#### [PROMPT]
Make an exact copy of the records, with the pictures left out.

#### [GIVEN DATA]
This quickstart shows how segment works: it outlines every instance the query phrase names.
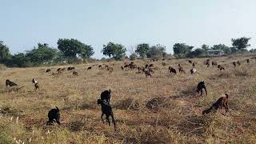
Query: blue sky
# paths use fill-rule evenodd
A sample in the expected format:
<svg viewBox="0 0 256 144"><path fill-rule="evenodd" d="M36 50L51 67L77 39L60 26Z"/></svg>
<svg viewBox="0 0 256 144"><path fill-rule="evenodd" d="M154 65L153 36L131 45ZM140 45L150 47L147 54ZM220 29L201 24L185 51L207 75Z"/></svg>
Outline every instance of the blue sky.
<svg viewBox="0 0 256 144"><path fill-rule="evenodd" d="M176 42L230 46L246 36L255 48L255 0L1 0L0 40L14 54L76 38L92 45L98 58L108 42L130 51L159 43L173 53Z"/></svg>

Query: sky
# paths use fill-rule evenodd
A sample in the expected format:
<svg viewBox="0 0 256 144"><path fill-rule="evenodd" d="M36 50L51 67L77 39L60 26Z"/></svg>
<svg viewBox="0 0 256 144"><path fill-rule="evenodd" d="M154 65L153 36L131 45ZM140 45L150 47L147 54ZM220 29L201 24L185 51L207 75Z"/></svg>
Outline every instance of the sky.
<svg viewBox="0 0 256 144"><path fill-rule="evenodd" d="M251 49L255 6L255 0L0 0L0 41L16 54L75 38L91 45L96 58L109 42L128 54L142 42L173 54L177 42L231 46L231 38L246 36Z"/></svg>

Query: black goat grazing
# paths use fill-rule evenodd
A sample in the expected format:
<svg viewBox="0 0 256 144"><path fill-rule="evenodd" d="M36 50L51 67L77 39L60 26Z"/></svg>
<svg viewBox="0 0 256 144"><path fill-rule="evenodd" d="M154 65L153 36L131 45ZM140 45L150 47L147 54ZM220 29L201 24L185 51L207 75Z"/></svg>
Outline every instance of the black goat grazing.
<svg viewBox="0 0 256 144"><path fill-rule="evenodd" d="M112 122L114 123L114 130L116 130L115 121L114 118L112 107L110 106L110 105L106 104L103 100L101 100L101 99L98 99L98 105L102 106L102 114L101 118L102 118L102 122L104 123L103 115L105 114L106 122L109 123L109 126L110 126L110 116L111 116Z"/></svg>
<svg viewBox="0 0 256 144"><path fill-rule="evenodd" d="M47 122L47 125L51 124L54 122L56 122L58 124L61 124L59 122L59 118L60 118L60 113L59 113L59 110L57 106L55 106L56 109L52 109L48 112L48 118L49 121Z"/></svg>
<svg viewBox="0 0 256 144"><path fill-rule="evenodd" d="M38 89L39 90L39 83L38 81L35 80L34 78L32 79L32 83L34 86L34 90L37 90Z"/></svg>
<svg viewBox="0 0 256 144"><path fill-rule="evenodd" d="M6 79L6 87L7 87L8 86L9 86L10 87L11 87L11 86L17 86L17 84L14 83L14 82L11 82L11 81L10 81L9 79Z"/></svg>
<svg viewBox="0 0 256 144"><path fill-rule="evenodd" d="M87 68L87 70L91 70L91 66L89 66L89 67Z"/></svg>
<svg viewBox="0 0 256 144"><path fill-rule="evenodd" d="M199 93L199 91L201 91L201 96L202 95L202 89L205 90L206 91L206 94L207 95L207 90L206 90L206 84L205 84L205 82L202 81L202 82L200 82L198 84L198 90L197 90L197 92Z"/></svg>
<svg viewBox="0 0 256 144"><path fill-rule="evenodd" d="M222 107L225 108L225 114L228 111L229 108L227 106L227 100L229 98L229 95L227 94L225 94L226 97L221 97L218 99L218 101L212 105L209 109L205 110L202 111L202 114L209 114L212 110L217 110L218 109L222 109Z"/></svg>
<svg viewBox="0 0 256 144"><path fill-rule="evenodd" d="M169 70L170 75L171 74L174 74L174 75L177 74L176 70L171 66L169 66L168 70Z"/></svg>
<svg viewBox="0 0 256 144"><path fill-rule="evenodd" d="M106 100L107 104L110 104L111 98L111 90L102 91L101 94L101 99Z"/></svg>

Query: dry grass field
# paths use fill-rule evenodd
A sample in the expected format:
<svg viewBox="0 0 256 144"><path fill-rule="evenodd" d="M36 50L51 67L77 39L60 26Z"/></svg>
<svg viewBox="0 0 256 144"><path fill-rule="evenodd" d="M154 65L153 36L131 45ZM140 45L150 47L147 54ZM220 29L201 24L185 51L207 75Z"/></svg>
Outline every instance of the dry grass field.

#### [TASK OUTPUT]
This quickstart shows how segment works: it outlines every instance the query phrase names.
Query: blue sky
# paths use fill-rule evenodd
A sample in the expected format:
<svg viewBox="0 0 256 144"><path fill-rule="evenodd" d="M36 50L51 67L77 39L60 26Z"/></svg>
<svg viewBox="0 0 256 144"><path fill-rule="evenodd" d="M154 65L153 36L131 45ZM140 45L150 47L147 54ZM220 29L201 24L185 51L207 75Z"/></svg>
Outline every instance of the blue sky.
<svg viewBox="0 0 256 144"><path fill-rule="evenodd" d="M176 42L230 46L246 36L255 48L255 0L1 0L0 40L14 54L76 38L92 45L98 58L108 42L130 51L159 43L173 53Z"/></svg>

Query: sky
# paths use fill-rule evenodd
A sample in the expected format:
<svg viewBox="0 0 256 144"><path fill-rule="evenodd" d="M36 50L51 67L77 39L60 26Z"/></svg>
<svg viewBox="0 0 256 144"><path fill-rule="evenodd" d="M154 65L153 36L131 45ZM140 45L150 47L147 54ZM220 29L201 24L185 51L207 75Z"/></svg>
Outline every instance of the sky.
<svg viewBox="0 0 256 144"><path fill-rule="evenodd" d="M251 49L255 6L255 0L0 0L0 41L16 54L75 38L91 45L96 58L109 42L128 54L142 42L173 54L177 42L231 46L231 38L246 36Z"/></svg>

Query: black goat grazing
# paths use fill-rule evenodd
A sample in the expected format:
<svg viewBox="0 0 256 144"><path fill-rule="evenodd" d="M36 50L51 67L77 39L60 26Z"/></svg>
<svg viewBox="0 0 256 144"><path fill-rule="evenodd" d="M154 65L153 36L131 45ZM140 45L150 47L147 54ZM220 29L201 24L185 51L207 75Z"/></svg>
Outline every instance of the black goat grazing.
<svg viewBox="0 0 256 144"><path fill-rule="evenodd" d="M112 122L114 123L114 130L116 130L115 121L114 118L112 107L110 106L110 105L106 104L103 100L101 100L101 99L98 99L98 105L102 106L102 114L101 118L102 118L102 122L104 123L103 115L105 114L106 122L109 123L109 126L110 126L110 116L111 116Z"/></svg>
<svg viewBox="0 0 256 144"><path fill-rule="evenodd" d="M47 122L47 125L51 124L54 122L56 122L58 124L61 124L59 122L59 118L60 118L60 113L59 113L59 110L57 106L55 106L56 109L52 109L48 112L48 118L49 121Z"/></svg>
<svg viewBox="0 0 256 144"><path fill-rule="evenodd" d="M38 89L39 90L39 83L38 81L35 80L34 78L32 79L32 83L34 86L34 90L37 90Z"/></svg>
<svg viewBox="0 0 256 144"><path fill-rule="evenodd" d="M6 79L6 87L7 87L8 86L9 86L10 87L11 87L11 86L17 86L17 84L14 83L14 82L11 82L11 81L10 81L9 79Z"/></svg>
<svg viewBox="0 0 256 144"><path fill-rule="evenodd" d="M87 68L87 70L91 70L91 66L89 66L89 67Z"/></svg>
<svg viewBox="0 0 256 144"><path fill-rule="evenodd" d="M199 93L199 91L201 91L201 96L202 95L202 89L205 90L206 91L206 94L207 95L207 90L206 90L206 84L205 84L205 82L202 81L202 82L200 82L198 84L198 90L197 90L197 92Z"/></svg>
<svg viewBox="0 0 256 144"><path fill-rule="evenodd" d="M222 107L225 108L225 114L228 111L229 108L227 106L227 100L229 98L229 95L227 94L225 94L226 97L221 97L218 99L218 101L212 105L209 109L205 110L202 111L202 114L209 114L212 110L217 110L218 109L222 109Z"/></svg>
<svg viewBox="0 0 256 144"><path fill-rule="evenodd" d="M169 70L170 75L171 74L174 74L174 75L177 74L176 70L171 66L169 66L168 70Z"/></svg>
<svg viewBox="0 0 256 144"><path fill-rule="evenodd" d="M106 100L107 104L110 104L111 98L111 90L102 91L101 94L101 99Z"/></svg>

Query: dry grass field
# paths use fill-rule evenodd
A sample in the expected format:
<svg viewBox="0 0 256 144"><path fill-rule="evenodd" d="M36 50L51 67L77 39L60 26Z"/></svg>
<svg viewBox="0 0 256 144"><path fill-rule="evenodd" d="M154 65L153 36L131 45ZM140 45L150 47L147 54ZM220 29L201 24L185 51L207 75Z"/></svg>
Outline every instance of the dry grass field.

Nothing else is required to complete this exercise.